__WHAT TO DO__
A: In the railway route description, when was the tied-arch bridge over the Elbe built?
B: Please copy everything in the railway route description from "The line runs" down to "the Großenhain–Cottbus railway.".
C: Write what follows in the railway route description, picking up after its final sentence.

__EXERCISE TEXT__
◇ ◇ ◇ ◇ ◇ ◇ ◇
The line runs eastward to Riesa, where the lines from Chemnitz and Nossen branch off. Beyond the station, it crosses the Elbe on a tied-arch bridge that was built from 1964 to 1966. In Röderau and Zeithain, there are two junctions to lines to Falkenberg (Elster) and to Elsterwerda. The line now turns to run southeast and crosses to Elbe-Elster barge canal in Glaubitz. After Weißig, the line to Böhla, which opened in 2010, carries the high-speed passenger services to the Berlin–Dresden railway to complete their approach to Dresden. The line crosses federal highway 101 in Priestewitz, where the Großenhain–Priestewitz railway branches off to connect with the Großenhain–Cottbus railway.
◇ ◇ ◇ ◇ ◇ ◇ ◇
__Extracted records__
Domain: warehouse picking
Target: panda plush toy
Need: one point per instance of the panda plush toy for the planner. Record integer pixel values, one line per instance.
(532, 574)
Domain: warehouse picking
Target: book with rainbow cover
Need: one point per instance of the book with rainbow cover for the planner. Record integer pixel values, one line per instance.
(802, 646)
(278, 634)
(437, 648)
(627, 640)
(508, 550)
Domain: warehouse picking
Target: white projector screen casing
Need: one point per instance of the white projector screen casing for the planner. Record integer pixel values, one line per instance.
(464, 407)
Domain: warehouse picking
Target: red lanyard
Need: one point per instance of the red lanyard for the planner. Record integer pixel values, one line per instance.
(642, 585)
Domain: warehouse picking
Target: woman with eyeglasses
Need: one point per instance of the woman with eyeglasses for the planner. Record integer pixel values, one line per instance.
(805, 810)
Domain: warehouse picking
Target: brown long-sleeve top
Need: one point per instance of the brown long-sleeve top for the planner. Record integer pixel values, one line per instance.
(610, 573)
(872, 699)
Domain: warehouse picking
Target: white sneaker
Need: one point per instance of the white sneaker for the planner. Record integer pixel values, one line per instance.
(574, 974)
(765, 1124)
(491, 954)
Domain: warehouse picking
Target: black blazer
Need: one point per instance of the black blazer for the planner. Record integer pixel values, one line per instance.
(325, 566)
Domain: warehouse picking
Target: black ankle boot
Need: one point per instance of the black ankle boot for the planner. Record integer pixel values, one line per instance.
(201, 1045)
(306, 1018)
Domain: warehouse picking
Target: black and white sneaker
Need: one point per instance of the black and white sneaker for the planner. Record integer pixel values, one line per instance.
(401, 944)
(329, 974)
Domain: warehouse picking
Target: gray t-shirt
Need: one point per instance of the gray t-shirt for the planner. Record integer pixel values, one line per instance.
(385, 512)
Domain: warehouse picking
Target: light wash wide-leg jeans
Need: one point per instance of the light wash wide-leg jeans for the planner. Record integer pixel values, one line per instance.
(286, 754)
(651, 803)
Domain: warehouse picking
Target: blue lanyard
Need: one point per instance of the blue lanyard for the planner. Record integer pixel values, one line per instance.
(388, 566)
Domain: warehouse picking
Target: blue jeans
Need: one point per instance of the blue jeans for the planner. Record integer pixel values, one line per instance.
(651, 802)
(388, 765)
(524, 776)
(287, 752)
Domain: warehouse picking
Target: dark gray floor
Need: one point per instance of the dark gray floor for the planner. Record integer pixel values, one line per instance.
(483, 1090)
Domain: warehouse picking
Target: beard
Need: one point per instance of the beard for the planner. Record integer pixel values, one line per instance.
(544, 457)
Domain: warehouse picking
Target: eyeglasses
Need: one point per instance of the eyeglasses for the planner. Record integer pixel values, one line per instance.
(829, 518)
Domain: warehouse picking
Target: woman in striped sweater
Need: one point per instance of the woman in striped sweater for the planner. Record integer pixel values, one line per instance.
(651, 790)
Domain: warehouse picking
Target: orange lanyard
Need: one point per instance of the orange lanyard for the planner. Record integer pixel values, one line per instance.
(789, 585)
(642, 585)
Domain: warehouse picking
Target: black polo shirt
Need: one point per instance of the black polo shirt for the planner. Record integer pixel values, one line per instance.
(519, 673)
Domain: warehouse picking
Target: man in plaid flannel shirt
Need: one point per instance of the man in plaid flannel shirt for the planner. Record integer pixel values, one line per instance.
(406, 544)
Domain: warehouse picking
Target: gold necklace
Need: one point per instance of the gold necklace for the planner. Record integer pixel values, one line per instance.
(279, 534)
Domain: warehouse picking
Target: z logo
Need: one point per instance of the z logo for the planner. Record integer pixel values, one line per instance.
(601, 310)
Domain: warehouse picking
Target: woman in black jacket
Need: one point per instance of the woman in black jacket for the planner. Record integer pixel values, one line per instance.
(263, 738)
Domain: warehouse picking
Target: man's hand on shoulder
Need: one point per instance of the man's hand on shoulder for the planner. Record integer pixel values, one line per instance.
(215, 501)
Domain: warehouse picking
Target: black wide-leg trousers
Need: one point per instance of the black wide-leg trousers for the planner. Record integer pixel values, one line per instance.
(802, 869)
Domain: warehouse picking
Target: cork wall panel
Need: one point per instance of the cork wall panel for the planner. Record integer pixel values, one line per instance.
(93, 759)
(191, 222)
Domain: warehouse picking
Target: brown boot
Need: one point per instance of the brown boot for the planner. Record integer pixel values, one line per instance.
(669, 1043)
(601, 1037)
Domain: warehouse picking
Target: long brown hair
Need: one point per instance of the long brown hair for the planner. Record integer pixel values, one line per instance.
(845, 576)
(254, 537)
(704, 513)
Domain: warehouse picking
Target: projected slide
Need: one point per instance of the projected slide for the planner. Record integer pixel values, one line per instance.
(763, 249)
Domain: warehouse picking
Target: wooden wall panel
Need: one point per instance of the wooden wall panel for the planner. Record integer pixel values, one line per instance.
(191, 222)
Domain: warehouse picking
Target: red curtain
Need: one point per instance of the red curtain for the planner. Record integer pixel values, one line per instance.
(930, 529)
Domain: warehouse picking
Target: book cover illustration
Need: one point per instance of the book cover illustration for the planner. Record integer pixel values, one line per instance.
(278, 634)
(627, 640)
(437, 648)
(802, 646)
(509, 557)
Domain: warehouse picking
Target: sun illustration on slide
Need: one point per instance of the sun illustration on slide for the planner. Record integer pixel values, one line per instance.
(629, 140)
◇ ◇ ◇ ◇ ◇ ◇ ◇
__EXPECTED RESULTS__
A: From 1964 to 1966.

B:
The line runs eastward to Riesa, where the lines from Chemnitz and Nossen branch off. Beyond the station, it crosses the Elbe on a tied-arch bridge that was built from 1964 to 1966. In Röderau and Zeithain, there are two junctions to lines to Falkenberg (Elster) and to Elsterwerda. The line now turns to run southeast and crosses to Elbe-Elster barge canal in Glaubitz. After Weißig, the line to Böhla, which opened in 2010, carries the high-speed passenger services to the Berlin–Dresden railway to complete their approach to Dresden. The line crosses federal highway 101 in Priestewitz, where the Großenhain–Priestewitz railway branches off to connect with the Großenhain–Cottbus railway.

C:
From here the line runs to the south generally parallel with the Berlin-Dresden railway. It formerly passed through the famous 515 m long 9.6 m-wide Oberau Tunnel, which was built by 500 master miners from Freiberg and 2,000 assistants over 3 years to 1839. This was converted into a cutting in 1933. At the level of the former eastern portal of the tunnel above the cutting there is a monument to the tunnel in the form of one of the ornamental pillars of the tunnel entrance. Niederau station (km 95.7) has the second oldest railway station building in Germany, which was the oldest operating station building in Germany for a long time until its sale in the early 2000s. Shortly later the line reaches Weinböhla station, which was opened on 15 December 2002. At km 98.6 in Coswig, it is still possible to see the remains of the connecting curve to Neusörnewitz on the line to Döbeln, which was closed in 1993. After the crossing of the lines from Berlin and Leipzig, the Berlin–Dresden railway crosses the Elbe and runs on its south bank to Dresden-Friedrichstadt yard. The Leipzig–Dresden line continues on the north bank of the Elbe via Radebeul to , where just before the station it connects with the Dresden–Görlitz railway. The Leipzig–Dresden line continues through the inner city of Dresden and crosses the Elbe a second time over the Marien Bridge (Marienbrücke), to meet the line from Berlin and the Dresden–Werdau railway, which together fan out and turn towards Dresden Hauptbahnhof, where they end. The line continues as the Dresden–Děčín railway, also known as the Elbe Valley Railway.